Count the lines in the records below that contain the string "player", and reply with only that number.

[Location identification records]
————————

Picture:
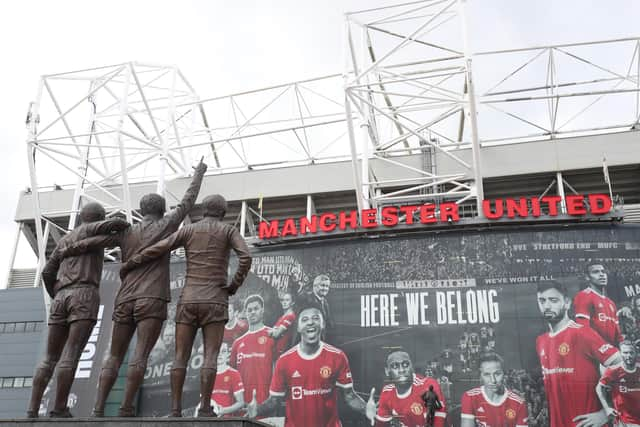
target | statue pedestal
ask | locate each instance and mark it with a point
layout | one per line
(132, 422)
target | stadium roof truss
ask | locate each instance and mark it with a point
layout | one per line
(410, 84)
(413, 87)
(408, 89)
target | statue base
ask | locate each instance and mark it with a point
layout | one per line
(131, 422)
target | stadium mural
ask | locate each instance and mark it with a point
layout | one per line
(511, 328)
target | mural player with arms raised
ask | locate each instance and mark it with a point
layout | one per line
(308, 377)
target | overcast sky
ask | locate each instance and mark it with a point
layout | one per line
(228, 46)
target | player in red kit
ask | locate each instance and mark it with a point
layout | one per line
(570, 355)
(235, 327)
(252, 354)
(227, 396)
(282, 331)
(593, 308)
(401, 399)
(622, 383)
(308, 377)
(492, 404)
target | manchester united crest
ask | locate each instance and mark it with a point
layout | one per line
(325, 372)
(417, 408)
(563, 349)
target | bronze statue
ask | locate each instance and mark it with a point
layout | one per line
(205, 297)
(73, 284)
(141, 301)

————————

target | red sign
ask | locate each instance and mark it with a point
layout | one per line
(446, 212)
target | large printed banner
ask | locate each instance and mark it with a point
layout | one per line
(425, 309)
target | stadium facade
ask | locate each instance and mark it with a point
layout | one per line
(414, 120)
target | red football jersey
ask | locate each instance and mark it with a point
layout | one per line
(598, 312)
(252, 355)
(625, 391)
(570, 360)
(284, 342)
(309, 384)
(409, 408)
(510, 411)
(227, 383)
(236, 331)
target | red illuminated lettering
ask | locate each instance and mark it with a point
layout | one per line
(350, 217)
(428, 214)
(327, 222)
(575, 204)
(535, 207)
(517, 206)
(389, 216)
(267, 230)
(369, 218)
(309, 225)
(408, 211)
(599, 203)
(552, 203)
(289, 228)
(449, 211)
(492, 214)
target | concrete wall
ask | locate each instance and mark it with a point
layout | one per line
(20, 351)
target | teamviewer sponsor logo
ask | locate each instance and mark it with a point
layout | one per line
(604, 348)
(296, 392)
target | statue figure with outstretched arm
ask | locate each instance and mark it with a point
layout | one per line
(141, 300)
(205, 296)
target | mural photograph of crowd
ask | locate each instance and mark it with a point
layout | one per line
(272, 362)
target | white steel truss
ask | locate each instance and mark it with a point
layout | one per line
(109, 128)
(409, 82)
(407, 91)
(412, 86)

————————

**PROBLEM SOLUTION:** 2